Excerpts from the segmentation records:
---
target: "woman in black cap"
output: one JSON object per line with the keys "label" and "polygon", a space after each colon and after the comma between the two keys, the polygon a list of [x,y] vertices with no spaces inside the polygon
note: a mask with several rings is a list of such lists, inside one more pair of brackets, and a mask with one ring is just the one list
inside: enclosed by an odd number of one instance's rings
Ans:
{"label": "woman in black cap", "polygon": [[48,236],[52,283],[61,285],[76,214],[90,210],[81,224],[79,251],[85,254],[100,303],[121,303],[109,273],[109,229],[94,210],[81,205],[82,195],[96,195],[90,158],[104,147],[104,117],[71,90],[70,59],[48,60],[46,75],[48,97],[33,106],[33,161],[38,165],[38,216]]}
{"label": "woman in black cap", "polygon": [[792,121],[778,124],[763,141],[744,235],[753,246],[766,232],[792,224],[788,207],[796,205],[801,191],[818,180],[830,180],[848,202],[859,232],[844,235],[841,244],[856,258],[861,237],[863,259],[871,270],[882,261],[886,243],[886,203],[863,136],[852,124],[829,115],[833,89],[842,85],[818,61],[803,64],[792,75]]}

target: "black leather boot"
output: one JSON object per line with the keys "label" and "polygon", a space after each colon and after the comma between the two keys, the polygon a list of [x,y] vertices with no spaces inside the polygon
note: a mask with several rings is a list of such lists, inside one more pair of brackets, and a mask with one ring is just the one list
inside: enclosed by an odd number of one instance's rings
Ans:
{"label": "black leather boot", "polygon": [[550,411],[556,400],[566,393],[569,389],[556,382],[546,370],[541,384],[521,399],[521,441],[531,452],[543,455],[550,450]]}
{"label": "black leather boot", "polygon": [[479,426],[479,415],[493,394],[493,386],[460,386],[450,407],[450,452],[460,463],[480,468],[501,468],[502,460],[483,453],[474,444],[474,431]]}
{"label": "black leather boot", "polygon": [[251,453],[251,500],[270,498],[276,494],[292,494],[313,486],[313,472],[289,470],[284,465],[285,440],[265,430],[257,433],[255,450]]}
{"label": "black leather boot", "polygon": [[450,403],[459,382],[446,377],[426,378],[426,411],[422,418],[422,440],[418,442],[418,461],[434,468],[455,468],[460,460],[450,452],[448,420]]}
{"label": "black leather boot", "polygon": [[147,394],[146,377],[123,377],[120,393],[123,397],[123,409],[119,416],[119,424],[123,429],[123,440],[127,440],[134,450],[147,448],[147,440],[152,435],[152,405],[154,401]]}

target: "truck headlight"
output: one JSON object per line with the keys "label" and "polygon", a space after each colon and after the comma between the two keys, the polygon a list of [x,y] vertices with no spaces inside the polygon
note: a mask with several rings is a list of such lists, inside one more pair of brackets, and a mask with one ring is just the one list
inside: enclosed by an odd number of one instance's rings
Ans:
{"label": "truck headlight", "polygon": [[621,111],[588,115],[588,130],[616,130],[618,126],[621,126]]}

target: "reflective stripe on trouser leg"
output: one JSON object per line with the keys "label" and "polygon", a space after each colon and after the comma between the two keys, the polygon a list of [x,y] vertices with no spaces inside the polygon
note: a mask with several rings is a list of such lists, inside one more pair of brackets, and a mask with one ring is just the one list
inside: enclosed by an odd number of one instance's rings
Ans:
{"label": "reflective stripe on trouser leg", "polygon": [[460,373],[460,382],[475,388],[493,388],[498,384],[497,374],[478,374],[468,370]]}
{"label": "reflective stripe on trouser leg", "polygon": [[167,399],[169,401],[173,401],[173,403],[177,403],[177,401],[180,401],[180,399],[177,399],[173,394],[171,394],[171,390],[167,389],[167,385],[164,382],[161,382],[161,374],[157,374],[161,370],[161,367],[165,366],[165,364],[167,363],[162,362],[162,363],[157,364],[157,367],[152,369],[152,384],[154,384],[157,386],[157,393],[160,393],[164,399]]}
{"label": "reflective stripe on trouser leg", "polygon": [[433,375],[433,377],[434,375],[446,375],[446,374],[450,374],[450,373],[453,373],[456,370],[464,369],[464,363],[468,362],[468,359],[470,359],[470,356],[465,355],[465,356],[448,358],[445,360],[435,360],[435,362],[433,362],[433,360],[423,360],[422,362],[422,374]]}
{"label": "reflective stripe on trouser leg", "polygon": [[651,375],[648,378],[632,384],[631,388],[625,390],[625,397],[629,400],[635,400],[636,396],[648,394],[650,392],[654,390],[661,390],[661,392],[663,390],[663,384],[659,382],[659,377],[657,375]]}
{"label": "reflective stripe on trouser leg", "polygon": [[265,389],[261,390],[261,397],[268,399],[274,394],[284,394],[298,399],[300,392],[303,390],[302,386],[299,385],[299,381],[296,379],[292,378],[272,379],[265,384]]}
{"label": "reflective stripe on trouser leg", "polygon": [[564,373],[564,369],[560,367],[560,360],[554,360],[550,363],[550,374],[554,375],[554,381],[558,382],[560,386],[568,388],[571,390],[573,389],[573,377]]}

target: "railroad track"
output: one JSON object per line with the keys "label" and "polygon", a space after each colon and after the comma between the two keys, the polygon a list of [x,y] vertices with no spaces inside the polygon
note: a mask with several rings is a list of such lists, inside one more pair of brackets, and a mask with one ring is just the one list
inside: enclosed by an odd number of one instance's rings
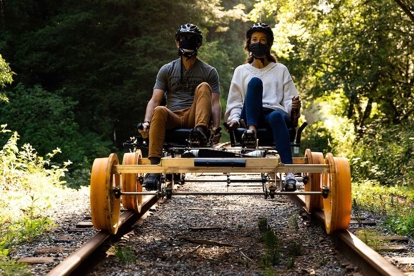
---
> _EXERCISE_
Please find each line in the records above that contains the word "black" and copy those lines out in full. Only matches with the same capitalization count.

> _RESPONSE TO THIS TASK_
target: "woman in black cap"
{"label": "woman in black cap", "polygon": [[48,236],[52,283],[61,285],[76,214],[90,210],[81,224],[79,251],[85,254],[100,303],[121,303],[109,273],[109,229],[94,210],[81,205],[82,195],[96,195],[90,158],[104,147],[104,117],[71,90],[70,59],[48,60],[46,75],[48,97],[33,106],[33,161],[38,165],[38,216]]}
{"label": "woman in black cap", "polygon": [[792,121],[778,124],[763,141],[744,235],[753,246],[766,232],[792,224],[788,207],[796,205],[801,191],[818,180],[830,180],[848,202],[859,232],[844,235],[841,244],[856,258],[861,237],[863,259],[871,270],[882,261],[886,243],[886,203],[863,136],[852,124],[829,115],[833,89],[842,85],[818,61],[803,64],[792,75]]}
target: "black leather boot"
{"label": "black leather boot", "polygon": [[550,411],[556,400],[566,393],[569,389],[556,382],[546,370],[541,384],[521,399],[521,441],[531,452],[543,455],[550,450]]}
{"label": "black leather boot", "polygon": [[479,426],[479,415],[493,394],[493,386],[460,386],[450,407],[450,452],[460,463],[480,468],[501,468],[502,460],[483,453],[474,444],[474,431]]}
{"label": "black leather boot", "polygon": [[251,453],[251,500],[270,498],[276,494],[292,494],[313,486],[313,472],[289,470],[284,465],[285,440],[265,430],[257,433],[255,450]]}
{"label": "black leather boot", "polygon": [[450,403],[459,382],[446,377],[426,378],[426,411],[422,418],[422,440],[418,442],[418,461],[434,468],[455,468],[460,460],[450,452],[448,420]]}
{"label": "black leather boot", "polygon": [[147,394],[146,377],[123,377],[120,393],[123,397],[123,409],[119,416],[119,424],[123,429],[123,440],[127,440],[134,450],[147,448],[147,440],[152,435],[152,405],[154,401]]}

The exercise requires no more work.